start TEXT SEGMENT

# Attention Veiltail Lovers! - The VT Show Standard!



## Zenandra (Nov 14, 2009)

Here is a tentative set of show standards for veiltails. In case any of you veiltail lovers are interested are interested in developing your own veiltail line, it will give you something to shoot for! 

• *Standard Veiltail* (VT)
• *Dorsal* (dorsal fin)
_The Dorsal is narrower at its base and has fewer rays than the (other fin variants.)_*(1)* _The fin should run in a sickle-shaped manner and not exceed over ¾ of the body length of the fish. It should not (run out in individual rays.) _*(2)* _Overlapping of the Dorsal over the fish body is not desired._
• *Caudal* (caudal fin)
_The caudal fin should be full with a broad base, but (long stretched.) _*(3)* _It should be at least the same length as the body of the fish. The rays come out of the tail root steeply rising in the upper part of the fin and then after reaching its highest point at 20% of the entire fin length, drop down in an even (elbow.)_ *(4)*
_Within the lower part of the fin the rays come out almost straight
from the tail root with an (easy upward arranged)_ *(5)* _curvature and then
drop down parallel to the other fin rays. Thus results in a light sickle-shaped (long stretched optics.) _*(6)*_ The Caudal must be able to be
carried easily by the fish in its entire length. The ends of the rays
should not have any spikes or indentations. An (easily corrugated)_ *(7)*_
fin border is permitted. The fin volume is to be stretched completely
(not too many rays and/or too much skin between the rays, no
pleating) when the fish flairs._
• *Anal* (anal fin)
_The anal fin should (set up at the highest point of the body)_ *(8)*_ and
be at least as long as the body and run out in its deepest end
(pointedly. The form is to resemble a parallelogram.)_ *(9)*
• *Ventrals* (ventral fins)
_The ventral fins are to be the same length as one another and should look like a curved knife blade. They should BE at least 1/3 as long as the
body._


----------



## JamieTron (May 16, 2009)

that's very cool, glad they are bringing them back into the limelight


----------



## DragonFish (Mar 31, 2009)

Ahhh, so exciting!  The VT is FINALLY being recognized for its beauty! <3
This makes me tempted to start a breeding line and show.....but, yeah :lol: Bad judging experiences...


----------



## MrVampire181 (May 12, 2009)

I've been talking about this for like a year!! Now I can breed them without it feeling like its a waste (of course it never is but y'know what I mean).


----------



## Zenandra (Nov 14, 2009)

I know isn't it wonderful! Veils are my favorite tail type! And now I can work on my own strain and actually have a standard and a goal in mine and an opportunity to show them when the time comes!


----------



## andakin (Aug 10, 2009)

i mustve missed something in the betta community. im curious to as when this standard came out and who came up with it?


----------



## dramaqueen (Jul 7, 2008)

Me, too.


----------



## Zenandra (Nov 14, 2009)

As I said it is a tentative show standard. This is a german show standard for the veiltails and we are working on developing our own based off of this.


----------



## MrVampire181 (May 12, 2009)

andakin said:


> i mustve missed something in the betta community. im curious to as when this standard came out and who came up with it?


 Long time no see! Welcome back!


----------

end TEXT SEGMENT
start PROVIDED MATERIAL

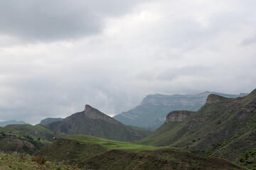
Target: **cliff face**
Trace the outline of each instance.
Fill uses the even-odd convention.
[[[186,110],[172,111],[167,115],[166,123],[184,121],[190,118],[193,113]]]
[[[85,110],[46,126],[58,137],[82,134],[127,142],[139,140],[146,136],[142,132],[124,126],[89,105],[85,106]]]
[[[222,101],[224,101],[226,98],[215,95],[210,94],[206,99],[206,104],[211,104],[215,103],[220,103]]]
[[[198,110],[206,103],[207,97],[210,94],[228,98],[237,98],[246,95],[246,94],[232,95],[210,91],[195,95],[149,94],[142,100],[139,106],[115,115],[114,118],[124,125],[155,130],[163,125],[167,114],[171,111]],[[213,98],[210,98],[208,103],[218,101],[214,98],[214,96]]]
[[[99,110],[91,107],[90,105],[85,105],[85,109],[84,110],[85,115],[91,120],[102,120],[105,122],[120,125],[122,125],[121,123],[115,120],[110,116],[104,114],[103,113],[100,112]]]

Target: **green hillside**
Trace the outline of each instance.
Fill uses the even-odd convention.
[[[123,112],[113,118],[124,125],[142,127],[156,130],[165,121],[169,113],[173,110],[198,110],[206,101],[210,94],[228,98],[244,96],[246,94],[239,95],[225,94],[216,92],[206,91],[199,94],[150,94],[147,95],[141,104],[134,109]]]
[[[46,161],[44,162],[44,161]],[[80,169],[65,165],[60,162],[54,163],[48,162],[41,157],[35,157],[28,154],[21,154],[14,152],[11,154],[0,152],[0,169],[1,170],[36,170],[36,169]]]
[[[256,168],[253,158],[245,158],[247,152],[256,148],[255,122],[256,89],[238,98],[210,94],[203,107],[190,118],[165,123],[142,144],[184,148]]]
[[[36,155],[82,169],[245,169],[181,149],[149,147],[87,135],[55,140]]]
[[[125,126],[88,105],[84,111],[46,127],[53,131],[57,137],[81,134],[127,142],[139,140],[146,136],[144,132]]]
[[[28,133],[6,128],[0,128],[0,151],[8,153],[33,154],[43,144]]]
[[[43,125],[9,125],[6,128],[24,132],[30,134],[33,137],[38,139],[42,142],[53,141],[53,132]]]

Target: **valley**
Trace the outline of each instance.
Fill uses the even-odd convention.
[[[26,159],[35,157],[46,159],[41,169],[58,162],[59,169],[254,169],[255,113],[256,89],[239,98],[209,94],[198,111],[171,111],[151,132],[86,105],[49,123],[0,127],[0,168],[11,169],[10,159],[33,167]]]

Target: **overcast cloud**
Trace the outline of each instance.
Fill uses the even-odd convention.
[[[0,120],[256,88],[256,1],[0,0]]]

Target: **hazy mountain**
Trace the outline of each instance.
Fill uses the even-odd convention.
[[[29,124],[29,123],[26,123],[24,121],[17,121],[16,120],[11,120],[5,121],[5,122],[0,122],[1,127],[4,127],[8,125],[16,125],[16,124]]]
[[[155,130],[164,123],[166,115],[171,111],[198,110],[206,103],[206,98],[210,94],[228,98],[247,95],[247,94],[232,95],[210,91],[196,95],[149,94],[135,108],[123,112],[113,118],[124,125]]]
[[[245,169],[227,160],[181,149],[159,148],[99,137],[58,138],[35,154],[82,169]]]
[[[142,131],[125,126],[89,105],[85,106],[84,111],[46,126],[57,136],[83,134],[119,141],[139,140],[146,136]]]
[[[46,125],[47,124],[50,124],[54,122],[58,122],[58,121],[61,121],[63,120],[63,118],[48,118],[46,119],[43,119],[41,121],[41,123],[38,125]]]
[[[186,148],[252,168],[256,166],[256,89],[228,98],[210,94],[197,112],[171,112],[143,144]]]

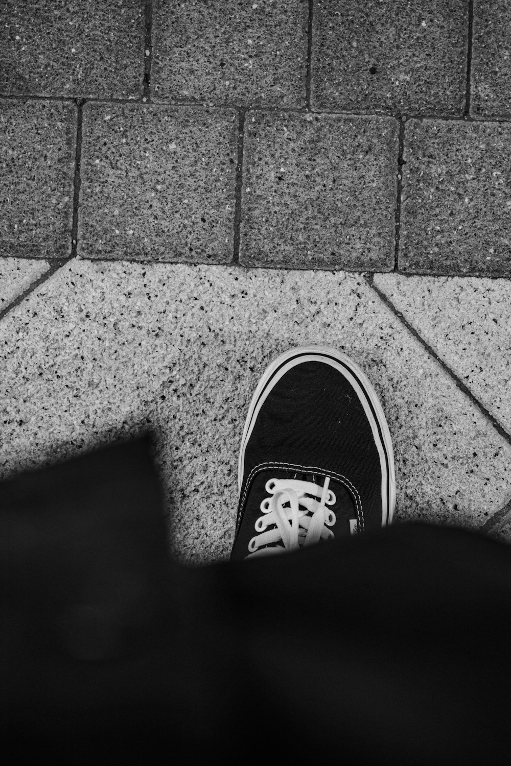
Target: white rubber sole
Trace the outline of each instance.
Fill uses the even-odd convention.
[[[287,361],[288,364],[285,364]],[[241,447],[237,468],[238,496],[241,492],[245,448],[254,430],[259,411],[269,393],[280,378],[295,365],[309,361],[323,362],[339,370],[348,379],[356,391],[357,396],[364,408],[364,411],[371,424],[373,438],[378,448],[382,467],[382,506],[383,509],[382,526],[388,526],[392,522],[394,509],[395,507],[395,471],[394,467],[392,440],[383,408],[378,398],[376,391],[361,368],[346,354],[337,351],[336,349],[332,349],[326,345],[304,345],[290,349],[277,357],[264,371],[257,388],[254,392],[241,437]],[[277,368],[281,365],[283,365],[282,369],[279,372],[278,375],[275,375],[271,383],[269,384],[270,378]],[[371,405],[372,405],[372,408]]]

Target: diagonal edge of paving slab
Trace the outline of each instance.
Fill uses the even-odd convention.
[[[511,281],[375,274],[373,284],[511,434]]]
[[[394,444],[396,522],[480,529],[511,494],[509,443],[364,275],[72,260],[0,332],[0,479],[149,427],[182,561],[228,558],[248,404],[292,346],[342,349],[372,381]]]
[[[46,273],[47,260],[0,258],[0,317],[2,313]]]

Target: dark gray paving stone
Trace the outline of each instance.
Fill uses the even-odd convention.
[[[248,112],[240,263],[392,269],[398,133],[390,117]]]
[[[467,0],[316,0],[311,106],[461,116]]]
[[[0,100],[0,255],[71,253],[77,108]]]
[[[142,97],[144,0],[2,0],[0,93]]]
[[[470,116],[511,117],[511,4],[473,4]]]
[[[236,110],[88,103],[83,115],[80,257],[232,260]]]
[[[511,125],[406,123],[398,267],[511,277]]]
[[[154,0],[153,101],[304,107],[308,0]]]

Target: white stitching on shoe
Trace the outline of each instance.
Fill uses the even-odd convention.
[[[362,500],[360,499],[360,495],[359,494],[356,487],[353,484],[352,484],[349,479],[346,479],[346,477],[343,476],[342,473],[336,473],[335,471],[326,471],[324,468],[318,468],[316,466],[300,466],[296,465],[294,463],[260,463],[258,466],[254,466],[254,467],[251,471],[250,476],[247,480],[247,483],[245,484],[245,489],[243,493],[243,498],[241,499],[241,503],[240,505],[239,512],[237,514],[237,518],[236,519],[237,527],[240,520],[241,512],[245,504],[247,493],[248,491],[248,487],[250,486],[251,480],[252,479],[253,475],[260,469],[262,470],[263,468],[266,468],[267,470],[270,470],[272,468],[282,468],[283,466],[285,466],[287,468],[296,468],[298,469],[299,473],[312,473],[313,471],[314,473],[317,473],[319,476],[331,476],[332,479],[336,479],[337,481],[339,482],[339,483],[344,484],[344,486],[348,489],[351,489],[353,493],[353,496],[355,496],[355,505],[357,512],[357,520],[359,522],[359,526],[360,528],[361,532],[364,531],[364,512],[362,507]]]

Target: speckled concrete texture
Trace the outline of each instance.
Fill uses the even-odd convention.
[[[470,116],[511,117],[511,5],[508,0],[473,3]]]
[[[305,106],[308,0],[153,0],[154,101]]]
[[[234,110],[85,104],[78,254],[231,260],[237,123]]]
[[[374,284],[511,434],[511,282],[375,274]]]
[[[71,253],[77,110],[0,100],[0,255]]]
[[[467,2],[316,0],[314,16],[315,110],[463,113]]]
[[[398,133],[386,117],[248,112],[240,263],[393,268]]]
[[[46,260],[0,259],[0,313],[48,270]]]
[[[0,93],[139,98],[143,0],[2,0]]]
[[[295,345],[344,350],[375,386],[396,522],[478,529],[511,496],[509,442],[362,275],[72,260],[0,331],[0,478],[149,426],[182,561],[228,558],[248,405]]]
[[[511,126],[411,119],[399,269],[511,277]]]

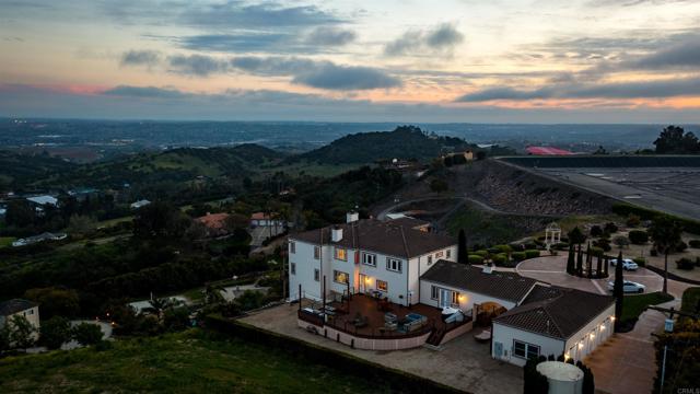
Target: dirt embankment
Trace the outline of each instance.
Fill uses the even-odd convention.
[[[599,215],[612,200],[559,183],[497,160],[451,169],[456,193],[471,195],[489,206],[527,215]]]

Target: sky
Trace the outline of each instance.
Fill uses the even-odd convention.
[[[0,0],[0,116],[698,123],[700,0]]]

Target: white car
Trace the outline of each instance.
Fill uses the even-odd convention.
[[[612,291],[615,289],[615,281],[610,280],[608,282],[608,290]],[[629,280],[625,280],[622,285],[622,292],[644,292],[646,290],[646,286]]]
[[[610,264],[612,265],[612,267],[615,267],[617,265],[617,258],[612,258],[610,260]],[[637,263],[632,262],[631,258],[622,258],[622,269],[637,270],[637,268],[639,268],[639,266],[637,265]]]

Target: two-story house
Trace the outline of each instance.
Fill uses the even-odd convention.
[[[323,299],[346,293],[380,293],[392,302],[420,302],[420,277],[439,259],[456,260],[457,244],[416,223],[359,220],[289,237],[290,299]],[[301,294],[300,294],[301,285]]]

end PROVIDED MATERIAL

• REQUIREMENTS:
A. In the veiltail thread, reproduce the passage between "Ahhh, so exciting!" and "what I mean).", inclusive, swapping "exciting" for "thrilling".
B. According to the veiltail thread, what is the minimum length for the ventral fins?
C. Summarize the veiltail thread in two sentences.

• THE RESULTS:
A.
Ahhh, so thrilling!  The VT is FINALLY being recognized for its beauty! <3
This makes me tempted to start a breeding line and show.....but, yeah :lol: Bad judging experiences...


----------



## MrVampire181 (May 12, 2009)

I've been talking about this for like a year!! Now I can breed them without it feeling like its a waste (of course it never is but y'know what I mean).

B. They should be at least one third as long as the body.

C. A forum member posts a tentative set of veiltail show standards for the dorsal, caudal, anal, and ventral fins, later explaining that it is a German standard the group is using as a basis for developing its own. Other members welcome the recognition of veiltails, with some saying it makes them want to breed or show them, and one asks when the standard came out and who came up with it.